### Exercise text
Never let it be said I am impulsive. 

Then 4 weeks ago, out of the blue, I was impulsive.  Uploaded the podcast to my phone, stuck the earphones in and took myself out for the first training session in the programme.  Have you ever tried running for 60 seconds when you‘ve never run for anything before!?  I thought I was going to keel over there and then. 

But I felt a determination that, just for once in my life...I. Would. Do. This.

And that determination continues.  I’m now up to running for five minutes at a time and, over the 30 minute programme, I am running for longer than I am walking.  And during the first five-minute run last Friday, I found myself grinning and enjoying myself.

Now THAT is scary!

Friday 10 June 2011

Not sure about the therapy....

...but yesterday, for no reason I could fathom, I sank into a pit so dark and deep it scared the living daylights out of me.

### Requirement 1
According to the running account, why did the writer feel close to keeling over during the first 60 seconds of running? Answer in one to three sentences.
### Requirement 2
State whether each statement agrees with the running account, answering yes or no and quoting the deciding words. (a) The writer can now run for five minutes at a time. (b) Over the 30-minute programme, the writer still walks for longer than they run. (c) The writer put the podcast on a phone before the first session.
Base every answer on the running account alone.

### Excerpted data
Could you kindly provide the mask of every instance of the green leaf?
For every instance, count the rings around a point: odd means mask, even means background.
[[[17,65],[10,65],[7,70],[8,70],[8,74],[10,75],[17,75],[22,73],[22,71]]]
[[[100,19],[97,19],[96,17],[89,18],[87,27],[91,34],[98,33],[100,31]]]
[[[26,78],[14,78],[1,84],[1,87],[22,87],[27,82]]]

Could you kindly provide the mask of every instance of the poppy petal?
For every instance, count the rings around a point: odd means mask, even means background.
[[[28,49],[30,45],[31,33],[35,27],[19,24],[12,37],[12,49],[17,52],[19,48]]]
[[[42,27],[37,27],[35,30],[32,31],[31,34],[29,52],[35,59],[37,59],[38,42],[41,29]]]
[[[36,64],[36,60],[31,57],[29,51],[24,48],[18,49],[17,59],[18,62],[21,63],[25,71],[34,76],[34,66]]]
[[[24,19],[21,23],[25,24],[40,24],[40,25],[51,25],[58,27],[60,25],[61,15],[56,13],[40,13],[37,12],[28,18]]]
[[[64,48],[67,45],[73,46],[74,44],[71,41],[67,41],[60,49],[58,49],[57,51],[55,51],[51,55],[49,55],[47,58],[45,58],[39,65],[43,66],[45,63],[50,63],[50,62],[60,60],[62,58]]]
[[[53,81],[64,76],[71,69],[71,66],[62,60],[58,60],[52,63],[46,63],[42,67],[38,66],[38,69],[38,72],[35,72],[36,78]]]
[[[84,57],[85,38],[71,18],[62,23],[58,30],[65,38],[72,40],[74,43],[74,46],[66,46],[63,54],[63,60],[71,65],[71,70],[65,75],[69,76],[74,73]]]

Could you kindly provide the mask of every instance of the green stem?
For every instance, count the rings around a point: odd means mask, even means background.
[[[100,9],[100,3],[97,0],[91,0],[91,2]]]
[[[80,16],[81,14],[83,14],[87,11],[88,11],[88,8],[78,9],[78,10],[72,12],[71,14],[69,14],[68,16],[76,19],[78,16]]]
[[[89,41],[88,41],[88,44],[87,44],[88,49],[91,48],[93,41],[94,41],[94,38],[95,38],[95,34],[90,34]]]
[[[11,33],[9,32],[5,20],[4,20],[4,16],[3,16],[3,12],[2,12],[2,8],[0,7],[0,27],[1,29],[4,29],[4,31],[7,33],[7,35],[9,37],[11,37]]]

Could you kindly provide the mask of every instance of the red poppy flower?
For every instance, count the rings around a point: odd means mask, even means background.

### Response box 1
The writer had never run for anything before, so running for 60 seconds was a sudden and extreme effort.

### Response box 2
(a) Yes: "I’m now up to running for five minutes at a time"
(b) No: "I am running for longer than I am walking"
(c) Yes: "Uploaded the podcast to my phone"